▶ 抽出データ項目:

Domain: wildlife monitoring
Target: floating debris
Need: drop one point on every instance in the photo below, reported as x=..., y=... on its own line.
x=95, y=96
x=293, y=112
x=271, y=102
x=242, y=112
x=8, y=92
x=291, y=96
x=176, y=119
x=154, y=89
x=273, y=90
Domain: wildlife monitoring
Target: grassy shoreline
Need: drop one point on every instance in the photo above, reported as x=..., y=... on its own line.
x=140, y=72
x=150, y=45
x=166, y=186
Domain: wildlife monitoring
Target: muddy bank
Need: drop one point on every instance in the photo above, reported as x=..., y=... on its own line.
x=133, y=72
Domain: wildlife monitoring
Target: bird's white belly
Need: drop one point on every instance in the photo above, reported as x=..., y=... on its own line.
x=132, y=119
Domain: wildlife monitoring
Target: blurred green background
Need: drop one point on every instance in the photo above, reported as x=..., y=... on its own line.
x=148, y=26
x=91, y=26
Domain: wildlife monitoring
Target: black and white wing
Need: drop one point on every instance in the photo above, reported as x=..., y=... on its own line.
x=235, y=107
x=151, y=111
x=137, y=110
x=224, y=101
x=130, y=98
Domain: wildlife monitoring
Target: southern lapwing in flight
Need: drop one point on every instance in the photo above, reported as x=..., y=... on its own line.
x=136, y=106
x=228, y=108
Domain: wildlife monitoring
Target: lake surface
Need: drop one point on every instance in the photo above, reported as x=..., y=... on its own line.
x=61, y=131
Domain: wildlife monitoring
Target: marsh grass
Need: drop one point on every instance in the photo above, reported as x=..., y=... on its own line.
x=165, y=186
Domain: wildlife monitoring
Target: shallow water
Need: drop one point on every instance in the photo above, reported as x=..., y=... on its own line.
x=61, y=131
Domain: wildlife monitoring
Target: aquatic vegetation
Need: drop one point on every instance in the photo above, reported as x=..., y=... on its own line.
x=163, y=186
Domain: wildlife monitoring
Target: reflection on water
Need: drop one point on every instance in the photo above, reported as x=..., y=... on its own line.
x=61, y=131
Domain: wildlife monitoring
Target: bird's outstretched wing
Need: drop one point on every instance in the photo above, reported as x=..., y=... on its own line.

▶ 取り組む課題:
上のすべての行で「wildlife monitoring」を「bird survey」に置き換え、ほかは変えずに書き直しなさい。

▶ 解答:
Domain: bird survey
Target: floating debris
Need: drop one point on every instance in the photo below, reported as x=..., y=... on its own line.
x=95, y=96
x=293, y=112
x=271, y=102
x=242, y=112
x=8, y=92
x=291, y=96
x=176, y=119
x=154, y=89
x=273, y=90
Domain: bird survey
Target: grassy shoreline
Need: drop one point on every instance in the photo above, reported as x=..., y=... on its own line.
x=140, y=72
x=150, y=45
x=166, y=186
Domain: bird survey
Target: muddy bank
Need: drop one point on every instance in the photo above, reported as x=..., y=... on its own line.
x=133, y=72
Domain: bird survey
Target: bird's white belly
Need: drop one point on every instance in the photo above, reported as x=..., y=... on its own line.
x=132, y=119
Domain: bird survey
Target: blurred green background
Need: drop one point on every instance in the photo above, reported as x=..., y=... on its own line.
x=148, y=26
x=91, y=26
Domain: bird survey
Target: black and white wing
Need: drop one point on every instance in the photo above, reported as x=..., y=... on its own line.
x=235, y=107
x=151, y=111
x=137, y=110
x=224, y=101
x=130, y=98
Domain: bird survey
Target: southern lapwing in flight
Need: drop one point on every instance in the photo above, reported as x=..., y=... on its own line.
x=136, y=106
x=228, y=108
Domain: bird survey
Target: lake surface
Need: drop one point on every instance in the photo above, reported as x=..., y=... on its own line.
x=61, y=131
Domain: bird survey
Target: marsh grass
Need: drop one point on every instance in the photo above, reported as x=..., y=... on its own line.
x=165, y=186
Domain: bird survey
Target: shallow water
Need: drop one point on every instance in the photo above, reported as x=..., y=... on its own line.
x=61, y=131
Domain: bird survey
Target: aquatic vegetation
Need: drop one point on every instance in the photo above, reported as x=..., y=... on its own line.
x=163, y=186
Domain: bird survey
Target: reflection on water
Need: drop one point on every instance in the photo above, reported as x=..., y=... on its own line.
x=61, y=131
Domain: bird survey
Target: bird's outstretched wing
Need: drop one point on every instance in the photo above, reported as x=..., y=... on its own line.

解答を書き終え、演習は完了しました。